Direction: Reproduce every one of the entries below word for word, keeping each line in its original order.

──────

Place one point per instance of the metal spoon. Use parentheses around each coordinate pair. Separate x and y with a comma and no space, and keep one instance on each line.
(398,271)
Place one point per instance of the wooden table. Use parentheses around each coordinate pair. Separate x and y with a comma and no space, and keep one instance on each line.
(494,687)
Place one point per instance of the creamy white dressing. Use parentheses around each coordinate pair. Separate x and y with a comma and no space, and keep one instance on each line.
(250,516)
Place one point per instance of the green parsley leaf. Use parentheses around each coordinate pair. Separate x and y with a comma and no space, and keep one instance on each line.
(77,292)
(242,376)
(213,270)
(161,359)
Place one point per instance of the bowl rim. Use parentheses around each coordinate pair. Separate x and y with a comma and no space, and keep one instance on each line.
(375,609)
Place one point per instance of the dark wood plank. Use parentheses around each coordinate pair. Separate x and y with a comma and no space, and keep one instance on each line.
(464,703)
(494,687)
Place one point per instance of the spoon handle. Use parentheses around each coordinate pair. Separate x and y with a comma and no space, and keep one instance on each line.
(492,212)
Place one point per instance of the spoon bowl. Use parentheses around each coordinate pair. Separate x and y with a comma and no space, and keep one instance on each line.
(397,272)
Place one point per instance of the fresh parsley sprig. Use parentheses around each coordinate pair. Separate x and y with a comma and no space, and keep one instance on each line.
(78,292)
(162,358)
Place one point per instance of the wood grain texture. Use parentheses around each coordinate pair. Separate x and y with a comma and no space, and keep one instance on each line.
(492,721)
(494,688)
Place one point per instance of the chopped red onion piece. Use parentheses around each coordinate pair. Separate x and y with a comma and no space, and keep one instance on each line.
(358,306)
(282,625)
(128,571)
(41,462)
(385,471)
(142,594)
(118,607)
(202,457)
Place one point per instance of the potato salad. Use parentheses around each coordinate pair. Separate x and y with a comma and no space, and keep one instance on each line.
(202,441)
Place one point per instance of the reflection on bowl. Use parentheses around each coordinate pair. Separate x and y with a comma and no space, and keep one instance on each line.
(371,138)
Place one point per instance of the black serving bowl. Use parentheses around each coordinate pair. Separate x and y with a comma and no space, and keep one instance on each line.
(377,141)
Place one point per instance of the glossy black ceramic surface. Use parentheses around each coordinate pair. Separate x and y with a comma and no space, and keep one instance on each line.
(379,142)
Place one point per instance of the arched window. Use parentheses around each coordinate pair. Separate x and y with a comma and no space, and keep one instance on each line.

──────

Finished task:
Place one point per instance of the metal spoon. Use parentheses around each coordinate pair. Separate x and y with a comma and no space, and keep one instance on each line.
(398,271)
Place one point per instance of the wooden table. Use parentheses around each coordinate pair. Separate x and y with a comma and no space, and keep one instance on each line.
(494,687)
Place one point per instance of the creamy white dressing. Use parentheses around each coordinate pair. Separate x and y with a comma and no space, and keep one instance on each line.
(250,516)
Place one point per instance of the green parsley leaf. Use parentheses around each coordinate pair. Separate x and y with a comma and no space, and keep one instance on each line.
(77,292)
(242,376)
(213,270)
(161,359)
Place one point per instance of the bowl rim. Use parentheses around each coordinate pair. Separate x and y with a comma and no space, and keep one instance on each line.
(375,609)
Place one point per instance of the dark wood plank. Use parentheses around each coordinate pair. Separate x and y with a comma and no space, and keep one instance on each line.
(464,703)
(494,687)
Place one point per instance of the spoon handle. Use parentheses around each coordinate pair. Separate x and y with a comma and no space, and keep one instance on each line.
(492,212)
Place one point per instance of the spoon bowl. Use parentheses around each coordinate pair. Separate x and y with a comma and no space, and keep one instance on each line.
(397,272)
Place one point per instance of the fresh parsley sprig. Use parentheses around each coordinate pair. Separate x and y with a comma and no space, and keep one instance on each line.
(78,292)
(162,358)
Place one point per instance of the wood grain texture. Use parentheses around each coordinate pair. Separate x and y with a comma and no space, and keep one instance on each line.
(492,721)
(494,688)
Place one point per instance of the chopped red onion piece. Use parentheses around each coordinate pair. Separate x and y with a comma and no space, and keep one instance on each line.
(358,306)
(282,625)
(128,571)
(41,462)
(385,471)
(142,594)
(118,607)
(202,457)
Place one point per instance of the potato salad. Use parentheses around each coordinate pair. Separate x and y with a comma and no space, and keep one instance on each line.
(202,441)
Place one point per instance of the reflection on bowl. Use parentheses around each coordinate pair. Separate x and y with a comma and no space, and keep one instance on each line.
(371,138)
Place one point per instance of the black serving bowl. Use parentheses around each coordinate pair. Separate x and y with a comma and no space, and keep one instance on each line.
(377,141)
Place one point per instance of the glossy black ceramic surface. Use parentheses around each coordinate pair. Separate x and y with a comma and no space, and keep one instance on each line.
(379,142)
Place one point per instance of the arched window. Use parentheses around each coordinate pair. Separate x and y with a comma and no space, and keep one instance on each line.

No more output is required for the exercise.